## ÉNONCÉ DU PROBLÈME
D'après le passage sur le service public des télécommunications, quel opérateur est désigné comme l'opérateur public chargé du service universel ? Répondez en une phrase, s'il vous plaît.

╭─ EXTRAIT DU TEXTE

Aux termes de l'article L. 35 du code des postes et télécommunications, dans sa rédaction issue de la loi no 96-659 du 26 juillet 1996 : « Le service public des télécommunications est assuré dans le respect des principes d'égalité, de continuité et d'adaptabilité. Il comprend : a) Le service universel des télécommunications défini, fourni et financé dans les conditions fixées aux articles L. 35-1 à L. 35-4 ; b) Les services obligatoires de télécommunications offerts dans les conditions fixées à l'article L. 35-5 (...). » Le I de l'article L. 35-2 dispose que : « Peut être chargé de fournir le service universel tout opérateur en acceptant la fourniture sur l'ensemble du territoire national et capable de l'assurer. France Télécom est l'opérateur public chargé du service universel. » Selon le II de l'article L. 35-3 : « Le financement des coûts imputables aux obligations de service universel est assuré par les exploitants de réseaux ouverts au public et par les fournisseurs de services téléphoniques au public. »
Aux termes du I de l'article L. 33-1 du code des postes et télécommunications : « L'établissement et l'exploitation des réseaux ouverts au public sont autorisés par le ministre chargé des télécommunications (...). »

╰─
╭─ DONNÉES DE L'EXERCICE

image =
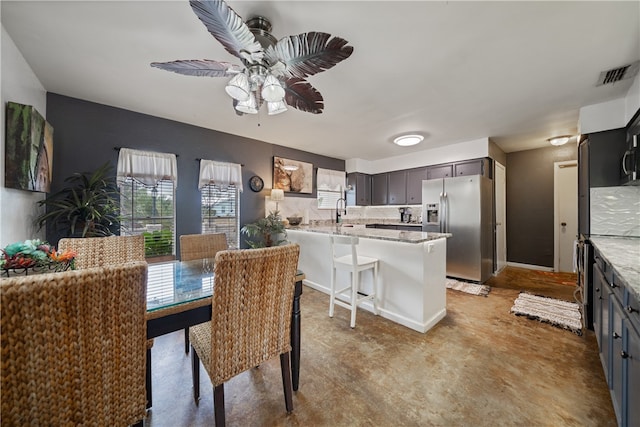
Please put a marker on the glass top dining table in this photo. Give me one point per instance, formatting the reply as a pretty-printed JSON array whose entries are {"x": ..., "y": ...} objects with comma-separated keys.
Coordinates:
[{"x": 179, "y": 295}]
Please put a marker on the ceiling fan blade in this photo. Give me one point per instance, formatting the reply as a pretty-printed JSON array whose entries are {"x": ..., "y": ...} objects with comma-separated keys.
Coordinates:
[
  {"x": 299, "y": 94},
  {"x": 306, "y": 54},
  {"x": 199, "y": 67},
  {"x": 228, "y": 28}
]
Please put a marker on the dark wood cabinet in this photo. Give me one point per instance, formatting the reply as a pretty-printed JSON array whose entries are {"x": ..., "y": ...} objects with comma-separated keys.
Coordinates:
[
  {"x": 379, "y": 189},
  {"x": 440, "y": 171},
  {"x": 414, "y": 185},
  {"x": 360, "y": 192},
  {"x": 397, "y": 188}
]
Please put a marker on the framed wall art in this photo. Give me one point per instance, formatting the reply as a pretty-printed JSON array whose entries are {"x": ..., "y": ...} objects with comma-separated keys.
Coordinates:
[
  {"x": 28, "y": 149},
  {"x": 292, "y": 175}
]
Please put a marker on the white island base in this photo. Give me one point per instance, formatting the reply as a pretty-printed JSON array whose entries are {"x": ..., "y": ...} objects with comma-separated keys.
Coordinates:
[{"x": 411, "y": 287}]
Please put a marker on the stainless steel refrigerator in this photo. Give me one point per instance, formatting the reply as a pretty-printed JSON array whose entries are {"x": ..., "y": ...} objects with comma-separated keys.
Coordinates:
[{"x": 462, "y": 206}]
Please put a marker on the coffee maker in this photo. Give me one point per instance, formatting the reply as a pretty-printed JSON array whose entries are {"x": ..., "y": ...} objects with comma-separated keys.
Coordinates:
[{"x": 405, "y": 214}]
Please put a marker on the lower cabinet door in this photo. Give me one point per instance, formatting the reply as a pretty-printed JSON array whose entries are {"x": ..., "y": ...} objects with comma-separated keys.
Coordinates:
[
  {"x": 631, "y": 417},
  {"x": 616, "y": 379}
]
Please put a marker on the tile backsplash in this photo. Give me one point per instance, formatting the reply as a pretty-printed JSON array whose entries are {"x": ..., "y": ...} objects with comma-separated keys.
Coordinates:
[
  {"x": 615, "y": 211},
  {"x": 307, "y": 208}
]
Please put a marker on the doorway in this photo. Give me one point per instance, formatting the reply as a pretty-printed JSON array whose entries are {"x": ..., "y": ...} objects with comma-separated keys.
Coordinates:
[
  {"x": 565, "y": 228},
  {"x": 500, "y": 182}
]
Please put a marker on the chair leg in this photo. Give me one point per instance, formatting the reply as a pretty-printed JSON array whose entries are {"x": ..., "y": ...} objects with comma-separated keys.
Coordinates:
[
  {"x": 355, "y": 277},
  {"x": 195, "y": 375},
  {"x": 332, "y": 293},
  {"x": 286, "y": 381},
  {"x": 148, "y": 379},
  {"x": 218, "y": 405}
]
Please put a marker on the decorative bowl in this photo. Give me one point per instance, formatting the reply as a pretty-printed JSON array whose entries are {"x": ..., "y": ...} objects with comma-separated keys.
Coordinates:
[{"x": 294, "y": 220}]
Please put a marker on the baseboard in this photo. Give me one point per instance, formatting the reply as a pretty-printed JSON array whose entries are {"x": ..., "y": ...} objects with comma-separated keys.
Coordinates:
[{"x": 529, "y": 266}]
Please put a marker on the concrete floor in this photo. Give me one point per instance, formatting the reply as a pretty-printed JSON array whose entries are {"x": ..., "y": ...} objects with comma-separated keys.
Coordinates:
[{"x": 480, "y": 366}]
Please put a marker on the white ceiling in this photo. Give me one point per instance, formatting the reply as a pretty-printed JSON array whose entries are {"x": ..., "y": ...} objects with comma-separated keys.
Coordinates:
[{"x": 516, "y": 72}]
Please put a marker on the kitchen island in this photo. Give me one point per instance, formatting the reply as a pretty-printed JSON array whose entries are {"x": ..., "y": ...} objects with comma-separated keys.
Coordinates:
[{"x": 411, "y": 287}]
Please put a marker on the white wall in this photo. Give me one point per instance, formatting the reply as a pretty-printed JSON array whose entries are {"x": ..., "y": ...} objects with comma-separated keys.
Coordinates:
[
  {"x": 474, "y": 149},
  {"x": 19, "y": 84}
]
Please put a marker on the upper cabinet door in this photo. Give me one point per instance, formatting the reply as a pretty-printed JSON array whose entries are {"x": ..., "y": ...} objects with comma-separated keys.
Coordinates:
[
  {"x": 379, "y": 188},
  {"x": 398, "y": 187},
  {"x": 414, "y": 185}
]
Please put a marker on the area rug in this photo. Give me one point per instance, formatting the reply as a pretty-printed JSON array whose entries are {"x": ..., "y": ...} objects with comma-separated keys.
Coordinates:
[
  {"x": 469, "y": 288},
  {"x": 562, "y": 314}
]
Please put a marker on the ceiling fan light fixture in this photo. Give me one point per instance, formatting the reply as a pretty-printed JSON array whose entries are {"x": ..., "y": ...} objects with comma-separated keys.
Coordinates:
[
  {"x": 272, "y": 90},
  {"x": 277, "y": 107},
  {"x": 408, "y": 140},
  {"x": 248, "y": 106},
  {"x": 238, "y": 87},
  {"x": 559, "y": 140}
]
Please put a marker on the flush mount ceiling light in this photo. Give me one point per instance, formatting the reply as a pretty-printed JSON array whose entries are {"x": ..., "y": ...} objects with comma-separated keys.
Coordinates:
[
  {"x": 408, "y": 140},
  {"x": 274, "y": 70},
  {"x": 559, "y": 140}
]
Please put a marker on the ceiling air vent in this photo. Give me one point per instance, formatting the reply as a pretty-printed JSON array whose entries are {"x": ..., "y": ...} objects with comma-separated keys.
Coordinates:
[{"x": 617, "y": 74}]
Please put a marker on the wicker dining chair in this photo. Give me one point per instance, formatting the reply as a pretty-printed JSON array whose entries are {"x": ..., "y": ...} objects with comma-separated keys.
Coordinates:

╰─

## EXERCICE CORRIGÉ
France Télécom est l'opérateur public chargé du service universel.